Tally every line of the records below that includes "dirt", and reply with the total alone.

★ ★ ★ ★

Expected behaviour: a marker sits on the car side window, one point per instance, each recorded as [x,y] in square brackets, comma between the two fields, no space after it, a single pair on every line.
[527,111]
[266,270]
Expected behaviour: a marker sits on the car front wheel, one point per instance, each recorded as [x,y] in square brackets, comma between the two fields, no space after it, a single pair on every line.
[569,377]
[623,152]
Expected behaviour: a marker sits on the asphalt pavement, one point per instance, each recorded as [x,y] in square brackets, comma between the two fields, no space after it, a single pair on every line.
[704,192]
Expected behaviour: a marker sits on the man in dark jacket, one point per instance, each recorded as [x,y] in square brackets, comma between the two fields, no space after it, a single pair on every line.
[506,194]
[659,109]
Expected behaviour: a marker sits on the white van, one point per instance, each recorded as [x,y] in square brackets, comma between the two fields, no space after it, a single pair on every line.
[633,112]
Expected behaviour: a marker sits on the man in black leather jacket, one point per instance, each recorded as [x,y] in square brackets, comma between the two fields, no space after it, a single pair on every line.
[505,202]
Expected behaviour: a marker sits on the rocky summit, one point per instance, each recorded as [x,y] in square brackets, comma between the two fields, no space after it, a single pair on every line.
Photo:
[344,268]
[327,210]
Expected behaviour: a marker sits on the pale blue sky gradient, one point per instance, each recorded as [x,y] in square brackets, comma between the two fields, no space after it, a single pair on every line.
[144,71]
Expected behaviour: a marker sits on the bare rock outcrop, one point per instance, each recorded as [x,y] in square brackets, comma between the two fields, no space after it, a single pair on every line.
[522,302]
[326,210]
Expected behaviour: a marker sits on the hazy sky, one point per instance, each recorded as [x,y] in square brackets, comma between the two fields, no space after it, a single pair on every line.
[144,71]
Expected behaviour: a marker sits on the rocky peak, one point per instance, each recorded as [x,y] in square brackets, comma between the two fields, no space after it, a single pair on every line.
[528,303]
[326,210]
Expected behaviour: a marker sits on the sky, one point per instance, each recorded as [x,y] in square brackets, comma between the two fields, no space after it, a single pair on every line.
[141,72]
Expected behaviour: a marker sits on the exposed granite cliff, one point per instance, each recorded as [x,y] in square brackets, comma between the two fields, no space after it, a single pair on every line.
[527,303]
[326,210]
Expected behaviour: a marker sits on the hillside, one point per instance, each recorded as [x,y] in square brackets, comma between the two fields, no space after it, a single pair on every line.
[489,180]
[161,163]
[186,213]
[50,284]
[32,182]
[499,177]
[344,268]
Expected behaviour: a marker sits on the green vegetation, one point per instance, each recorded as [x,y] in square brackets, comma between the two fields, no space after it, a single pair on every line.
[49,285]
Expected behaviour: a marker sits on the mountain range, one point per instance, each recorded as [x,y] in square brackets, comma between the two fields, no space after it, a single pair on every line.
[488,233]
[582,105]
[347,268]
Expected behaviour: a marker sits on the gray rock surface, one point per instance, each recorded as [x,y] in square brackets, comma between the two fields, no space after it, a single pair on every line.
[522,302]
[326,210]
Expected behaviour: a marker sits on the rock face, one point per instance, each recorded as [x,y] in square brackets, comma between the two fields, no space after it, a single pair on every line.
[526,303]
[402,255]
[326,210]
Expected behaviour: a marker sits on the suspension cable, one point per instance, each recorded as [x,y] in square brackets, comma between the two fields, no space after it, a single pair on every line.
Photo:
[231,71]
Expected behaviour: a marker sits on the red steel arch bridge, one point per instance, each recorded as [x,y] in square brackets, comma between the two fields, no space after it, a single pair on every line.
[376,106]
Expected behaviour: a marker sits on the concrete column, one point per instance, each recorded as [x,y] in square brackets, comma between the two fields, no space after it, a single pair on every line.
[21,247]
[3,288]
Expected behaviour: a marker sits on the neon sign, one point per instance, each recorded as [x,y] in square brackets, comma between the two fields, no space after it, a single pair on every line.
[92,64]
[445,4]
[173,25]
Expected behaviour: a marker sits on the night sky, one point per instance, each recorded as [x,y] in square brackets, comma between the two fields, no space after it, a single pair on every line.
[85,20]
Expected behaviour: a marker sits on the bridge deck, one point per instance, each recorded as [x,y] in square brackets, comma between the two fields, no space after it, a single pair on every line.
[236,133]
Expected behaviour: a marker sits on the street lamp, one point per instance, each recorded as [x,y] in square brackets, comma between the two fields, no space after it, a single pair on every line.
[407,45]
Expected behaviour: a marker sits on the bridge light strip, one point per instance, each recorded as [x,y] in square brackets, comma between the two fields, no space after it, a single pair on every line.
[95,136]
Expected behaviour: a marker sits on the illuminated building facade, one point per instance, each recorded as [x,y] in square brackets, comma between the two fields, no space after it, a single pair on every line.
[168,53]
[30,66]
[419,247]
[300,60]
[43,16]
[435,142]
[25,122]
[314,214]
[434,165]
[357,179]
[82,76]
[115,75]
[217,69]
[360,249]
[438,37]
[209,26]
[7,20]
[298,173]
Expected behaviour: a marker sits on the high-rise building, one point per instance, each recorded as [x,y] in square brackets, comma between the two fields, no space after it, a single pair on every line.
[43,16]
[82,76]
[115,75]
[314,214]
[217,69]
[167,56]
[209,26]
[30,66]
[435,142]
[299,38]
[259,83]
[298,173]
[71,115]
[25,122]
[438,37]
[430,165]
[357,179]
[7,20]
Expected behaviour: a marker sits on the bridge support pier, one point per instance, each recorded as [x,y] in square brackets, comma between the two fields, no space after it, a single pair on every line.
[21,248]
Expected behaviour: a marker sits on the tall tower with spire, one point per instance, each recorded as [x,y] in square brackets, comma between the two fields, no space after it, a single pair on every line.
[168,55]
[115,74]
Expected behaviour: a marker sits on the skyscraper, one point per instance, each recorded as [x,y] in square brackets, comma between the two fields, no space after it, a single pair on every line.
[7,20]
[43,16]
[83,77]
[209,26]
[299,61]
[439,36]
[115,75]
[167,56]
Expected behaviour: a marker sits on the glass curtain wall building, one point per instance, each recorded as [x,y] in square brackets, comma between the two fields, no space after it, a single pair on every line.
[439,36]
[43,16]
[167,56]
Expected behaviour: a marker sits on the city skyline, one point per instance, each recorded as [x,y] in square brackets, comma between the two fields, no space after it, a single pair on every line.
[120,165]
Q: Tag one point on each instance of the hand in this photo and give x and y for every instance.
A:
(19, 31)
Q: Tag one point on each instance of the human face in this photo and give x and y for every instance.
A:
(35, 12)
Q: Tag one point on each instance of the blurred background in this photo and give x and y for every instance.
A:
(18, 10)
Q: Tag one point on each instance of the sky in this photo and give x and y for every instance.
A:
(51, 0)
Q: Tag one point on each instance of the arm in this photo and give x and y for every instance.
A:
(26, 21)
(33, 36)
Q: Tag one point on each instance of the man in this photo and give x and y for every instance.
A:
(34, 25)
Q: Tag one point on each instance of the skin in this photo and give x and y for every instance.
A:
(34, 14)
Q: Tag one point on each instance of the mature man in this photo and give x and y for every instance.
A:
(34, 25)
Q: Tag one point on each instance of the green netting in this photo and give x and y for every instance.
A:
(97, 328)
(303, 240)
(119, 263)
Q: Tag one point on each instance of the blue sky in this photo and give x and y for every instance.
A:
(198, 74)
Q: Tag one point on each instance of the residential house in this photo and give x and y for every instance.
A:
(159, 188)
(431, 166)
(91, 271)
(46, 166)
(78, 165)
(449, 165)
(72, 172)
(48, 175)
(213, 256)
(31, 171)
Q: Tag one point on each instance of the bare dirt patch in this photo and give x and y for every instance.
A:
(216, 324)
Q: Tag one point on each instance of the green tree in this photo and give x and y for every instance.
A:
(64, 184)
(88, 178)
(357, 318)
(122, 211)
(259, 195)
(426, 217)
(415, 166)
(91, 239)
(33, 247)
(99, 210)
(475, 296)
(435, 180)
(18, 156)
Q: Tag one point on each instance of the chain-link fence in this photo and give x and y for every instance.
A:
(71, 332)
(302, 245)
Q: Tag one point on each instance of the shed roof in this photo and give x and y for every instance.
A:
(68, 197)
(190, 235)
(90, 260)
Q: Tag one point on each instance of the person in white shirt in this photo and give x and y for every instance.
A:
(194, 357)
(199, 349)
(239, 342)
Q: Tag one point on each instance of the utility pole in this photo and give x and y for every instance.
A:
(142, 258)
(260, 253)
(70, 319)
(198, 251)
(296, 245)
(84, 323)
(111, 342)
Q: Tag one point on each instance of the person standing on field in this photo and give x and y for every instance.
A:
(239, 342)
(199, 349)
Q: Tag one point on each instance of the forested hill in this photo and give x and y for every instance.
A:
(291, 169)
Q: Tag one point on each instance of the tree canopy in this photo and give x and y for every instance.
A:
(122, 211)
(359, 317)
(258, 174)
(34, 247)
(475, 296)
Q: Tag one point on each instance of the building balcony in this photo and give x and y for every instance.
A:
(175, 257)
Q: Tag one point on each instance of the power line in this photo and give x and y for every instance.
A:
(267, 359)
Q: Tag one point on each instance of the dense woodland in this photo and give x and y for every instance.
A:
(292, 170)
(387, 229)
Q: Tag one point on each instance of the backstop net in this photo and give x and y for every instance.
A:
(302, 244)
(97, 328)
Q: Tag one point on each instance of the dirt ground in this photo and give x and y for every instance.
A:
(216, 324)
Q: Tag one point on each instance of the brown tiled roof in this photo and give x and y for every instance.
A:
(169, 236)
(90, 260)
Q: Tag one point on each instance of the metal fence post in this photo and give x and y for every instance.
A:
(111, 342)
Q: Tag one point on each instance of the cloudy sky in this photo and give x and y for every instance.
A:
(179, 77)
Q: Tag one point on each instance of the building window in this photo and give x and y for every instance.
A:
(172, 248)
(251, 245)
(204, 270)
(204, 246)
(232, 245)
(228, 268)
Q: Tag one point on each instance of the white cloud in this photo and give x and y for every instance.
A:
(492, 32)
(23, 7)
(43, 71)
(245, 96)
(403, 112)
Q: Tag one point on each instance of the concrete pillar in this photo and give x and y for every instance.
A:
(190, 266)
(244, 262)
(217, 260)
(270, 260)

★ ★ ★ ★

• TASK ANSWER: 2